YOUR INSTRUCTIONS: A verbatim copy of every entry is required.

THE DATA:
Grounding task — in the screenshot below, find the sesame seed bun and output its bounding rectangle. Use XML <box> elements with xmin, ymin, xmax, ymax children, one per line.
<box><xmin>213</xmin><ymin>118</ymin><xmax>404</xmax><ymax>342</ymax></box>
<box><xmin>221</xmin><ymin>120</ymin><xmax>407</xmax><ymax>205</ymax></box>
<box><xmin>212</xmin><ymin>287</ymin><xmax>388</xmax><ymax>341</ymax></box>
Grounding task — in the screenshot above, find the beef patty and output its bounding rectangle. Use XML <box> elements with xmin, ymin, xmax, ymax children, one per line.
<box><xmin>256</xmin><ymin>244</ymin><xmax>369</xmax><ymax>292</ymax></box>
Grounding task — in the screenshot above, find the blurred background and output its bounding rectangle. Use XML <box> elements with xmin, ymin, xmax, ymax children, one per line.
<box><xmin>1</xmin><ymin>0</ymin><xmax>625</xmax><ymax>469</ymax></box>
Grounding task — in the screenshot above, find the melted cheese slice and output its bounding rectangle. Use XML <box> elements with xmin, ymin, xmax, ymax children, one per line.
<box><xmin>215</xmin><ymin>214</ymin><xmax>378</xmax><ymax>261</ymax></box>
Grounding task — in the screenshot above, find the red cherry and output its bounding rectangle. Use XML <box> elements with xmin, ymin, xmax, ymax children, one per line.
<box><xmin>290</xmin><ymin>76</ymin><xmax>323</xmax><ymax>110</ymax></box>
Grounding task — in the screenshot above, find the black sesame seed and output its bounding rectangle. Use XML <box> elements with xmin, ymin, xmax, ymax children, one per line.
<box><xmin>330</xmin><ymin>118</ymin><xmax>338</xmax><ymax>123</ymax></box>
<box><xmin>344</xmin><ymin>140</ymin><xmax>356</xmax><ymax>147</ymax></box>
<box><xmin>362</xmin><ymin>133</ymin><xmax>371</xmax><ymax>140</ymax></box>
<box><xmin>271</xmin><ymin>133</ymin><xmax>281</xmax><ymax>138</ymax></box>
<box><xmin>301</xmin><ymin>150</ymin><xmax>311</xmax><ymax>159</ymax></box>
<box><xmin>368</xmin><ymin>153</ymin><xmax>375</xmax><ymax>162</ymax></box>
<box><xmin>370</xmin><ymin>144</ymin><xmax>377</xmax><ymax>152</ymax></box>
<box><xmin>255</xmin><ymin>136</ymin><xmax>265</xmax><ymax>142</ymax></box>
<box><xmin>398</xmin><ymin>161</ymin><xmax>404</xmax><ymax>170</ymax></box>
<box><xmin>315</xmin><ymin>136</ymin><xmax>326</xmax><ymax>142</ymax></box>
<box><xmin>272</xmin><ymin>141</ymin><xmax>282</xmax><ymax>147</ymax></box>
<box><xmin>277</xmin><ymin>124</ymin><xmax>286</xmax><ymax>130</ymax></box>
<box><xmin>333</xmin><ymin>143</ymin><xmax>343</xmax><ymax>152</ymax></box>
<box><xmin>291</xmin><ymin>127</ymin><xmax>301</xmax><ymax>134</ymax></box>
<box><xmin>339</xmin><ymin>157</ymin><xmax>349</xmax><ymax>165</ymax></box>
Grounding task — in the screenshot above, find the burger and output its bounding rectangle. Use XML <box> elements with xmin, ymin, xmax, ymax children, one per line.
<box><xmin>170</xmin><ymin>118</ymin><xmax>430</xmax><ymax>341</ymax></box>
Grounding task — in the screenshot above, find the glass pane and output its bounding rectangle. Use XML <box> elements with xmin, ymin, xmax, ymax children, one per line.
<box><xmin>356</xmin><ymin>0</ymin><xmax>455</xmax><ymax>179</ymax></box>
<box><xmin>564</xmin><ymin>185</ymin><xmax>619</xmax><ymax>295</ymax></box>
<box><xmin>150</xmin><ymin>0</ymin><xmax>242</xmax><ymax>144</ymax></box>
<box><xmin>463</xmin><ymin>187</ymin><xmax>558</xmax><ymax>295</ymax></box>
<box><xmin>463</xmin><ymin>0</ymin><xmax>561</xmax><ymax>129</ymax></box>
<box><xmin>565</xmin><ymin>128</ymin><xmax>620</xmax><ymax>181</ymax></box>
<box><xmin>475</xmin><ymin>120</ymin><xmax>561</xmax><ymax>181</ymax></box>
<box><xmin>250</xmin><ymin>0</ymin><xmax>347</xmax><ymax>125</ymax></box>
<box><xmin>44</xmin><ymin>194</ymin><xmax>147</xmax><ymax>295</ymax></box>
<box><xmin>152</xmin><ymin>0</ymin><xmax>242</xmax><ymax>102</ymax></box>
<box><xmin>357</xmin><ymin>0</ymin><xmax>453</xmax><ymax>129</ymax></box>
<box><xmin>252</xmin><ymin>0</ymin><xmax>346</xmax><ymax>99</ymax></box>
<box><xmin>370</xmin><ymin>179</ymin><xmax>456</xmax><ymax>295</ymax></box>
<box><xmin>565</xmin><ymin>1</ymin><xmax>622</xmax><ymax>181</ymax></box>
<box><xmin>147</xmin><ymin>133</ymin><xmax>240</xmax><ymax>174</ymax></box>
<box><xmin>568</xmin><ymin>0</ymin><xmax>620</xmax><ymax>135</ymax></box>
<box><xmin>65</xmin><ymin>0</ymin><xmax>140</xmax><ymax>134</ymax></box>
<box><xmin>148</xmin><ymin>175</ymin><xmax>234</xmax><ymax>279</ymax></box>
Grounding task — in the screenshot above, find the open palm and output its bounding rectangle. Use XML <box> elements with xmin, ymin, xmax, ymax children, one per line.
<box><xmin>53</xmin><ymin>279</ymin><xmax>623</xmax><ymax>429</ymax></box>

TASK RESPONSE:
Grounding task — in the screenshot below, find the sesame seed bun and output its bounding rectangle. Use XML <box> elements with xmin, ymin, xmax, ymax children, one per line.
<box><xmin>213</xmin><ymin>118</ymin><xmax>404</xmax><ymax>342</ymax></box>
<box><xmin>221</xmin><ymin>120</ymin><xmax>407</xmax><ymax>205</ymax></box>
<box><xmin>212</xmin><ymin>287</ymin><xmax>388</xmax><ymax>341</ymax></box>
Grounding task — in the screenshot above, find the beef patty and output its bounding rectangle. Use XML <box> elements with xmin, ymin, xmax, ymax children, one per line.
<box><xmin>256</xmin><ymin>244</ymin><xmax>369</xmax><ymax>292</ymax></box>
Grounding task — in the screenshot above, find the blurred background and output its bounding rectangle. Use XML <box> elements with xmin, ymin, xmax, ymax children, one per line.
<box><xmin>1</xmin><ymin>0</ymin><xmax>625</xmax><ymax>469</ymax></box>
Grounding task — in the screenshot above, find the melted cheese slice and output its bounding rectangle. Use XML <box> elements with xmin, ymin, xmax, ymax children, one per line.
<box><xmin>215</xmin><ymin>214</ymin><xmax>378</xmax><ymax>261</ymax></box>
Grounding task — in the screenshot above, find the red cherry and output its bounding rectangle. Use XML <box> elements with xmin, ymin, xmax, ymax children, one per line.
<box><xmin>290</xmin><ymin>76</ymin><xmax>323</xmax><ymax>110</ymax></box>
Grounding task — in the screenshot above, find the black sesame seed and output its bounding rectangle. Use XML <box> elements with xmin, ymin, xmax, ymax children, one per line.
<box><xmin>330</xmin><ymin>118</ymin><xmax>338</xmax><ymax>123</ymax></box>
<box><xmin>344</xmin><ymin>140</ymin><xmax>356</xmax><ymax>147</ymax></box>
<box><xmin>362</xmin><ymin>133</ymin><xmax>371</xmax><ymax>140</ymax></box>
<box><xmin>271</xmin><ymin>133</ymin><xmax>281</xmax><ymax>138</ymax></box>
<box><xmin>301</xmin><ymin>150</ymin><xmax>311</xmax><ymax>159</ymax></box>
<box><xmin>368</xmin><ymin>153</ymin><xmax>375</xmax><ymax>162</ymax></box>
<box><xmin>370</xmin><ymin>144</ymin><xmax>377</xmax><ymax>152</ymax></box>
<box><xmin>255</xmin><ymin>136</ymin><xmax>265</xmax><ymax>142</ymax></box>
<box><xmin>398</xmin><ymin>161</ymin><xmax>404</xmax><ymax>170</ymax></box>
<box><xmin>315</xmin><ymin>136</ymin><xmax>326</xmax><ymax>142</ymax></box>
<box><xmin>272</xmin><ymin>141</ymin><xmax>282</xmax><ymax>147</ymax></box>
<box><xmin>277</xmin><ymin>124</ymin><xmax>286</xmax><ymax>130</ymax></box>
<box><xmin>333</xmin><ymin>143</ymin><xmax>343</xmax><ymax>152</ymax></box>
<box><xmin>291</xmin><ymin>127</ymin><xmax>301</xmax><ymax>134</ymax></box>
<box><xmin>339</xmin><ymin>157</ymin><xmax>349</xmax><ymax>165</ymax></box>
Grounding task — in the screenshot above, find the burger and output its bounding rectangle. Use XML <box> elements with xmin, ymin, xmax, ymax children, one per line.
<box><xmin>170</xmin><ymin>118</ymin><xmax>430</xmax><ymax>341</ymax></box>
Grounding task — in the screenshot above, find the glass pane and output its bounding rectangle. Use XML <box> elements with xmin, ymin, xmax, ymax children, one per line.
<box><xmin>356</xmin><ymin>0</ymin><xmax>455</xmax><ymax>179</ymax></box>
<box><xmin>564</xmin><ymin>185</ymin><xmax>619</xmax><ymax>295</ymax></box>
<box><xmin>150</xmin><ymin>0</ymin><xmax>242</xmax><ymax>144</ymax></box>
<box><xmin>463</xmin><ymin>187</ymin><xmax>558</xmax><ymax>295</ymax></box>
<box><xmin>463</xmin><ymin>0</ymin><xmax>561</xmax><ymax>129</ymax></box>
<box><xmin>565</xmin><ymin>128</ymin><xmax>620</xmax><ymax>181</ymax></box>
<box><xmin>475</xmin><ymin>120</ymin><xmax>561</xmax><ymax>181</ymax></box>
<box><xmin>250</xmin><ymin>0</ymin><xmax>347</xmax><ymax>125</ymax></box>
<box><xmin>44</xmin><ymin>194</ymin><xmax>147</xmax><ymax>295</ymax></box>
<box><xmin>152</xmin><ymin>0</ymin><xmax>242</xmax><ymax>102</ymax></box>
<box><xmin>357</xmin><ymin>0</ymin><xmax>453</xmax><ymax>129</ymax></box>
<box><xmin>252</xmin><ymin>0</ymin><xmax>346</xmax><ymax>99</ymax></box>
<box><xmin>370</xmin><ymin>179</ymin><xmax>456</xmax><ymax>295</ymax></box>
<box><xmin>565</xmin><ymin>1</ymin><xmax>622</xmax><ymax>181</ymax></box>
<box><xmin>147</xmin><ymin>133</ymin><xmax>240</xmax><ymax>174</ymax></box>
<box><xmin>568</xmin><ymin>0</ymin><xmax>620</xmax><ymax>135</ymax></box>
<box><xmin>65</xmin><ymin>0</ymin><xmax>140</xmax><ymax>134</ymax></box>
<box><xmin>148</xmin><ymin>175</ymin><xmax>234</xmax><ymax>279</ymax></box>
Grounding task — in the screenshot above, find the open palm and output its bounding rectangle. Use XML <box> elements with xmin, ymin, xmax, ymax children, one per line.
<box><xmin>53</xmin><ymin>279</ymin><xmax>623</xmax><ymax>429</ymax></box>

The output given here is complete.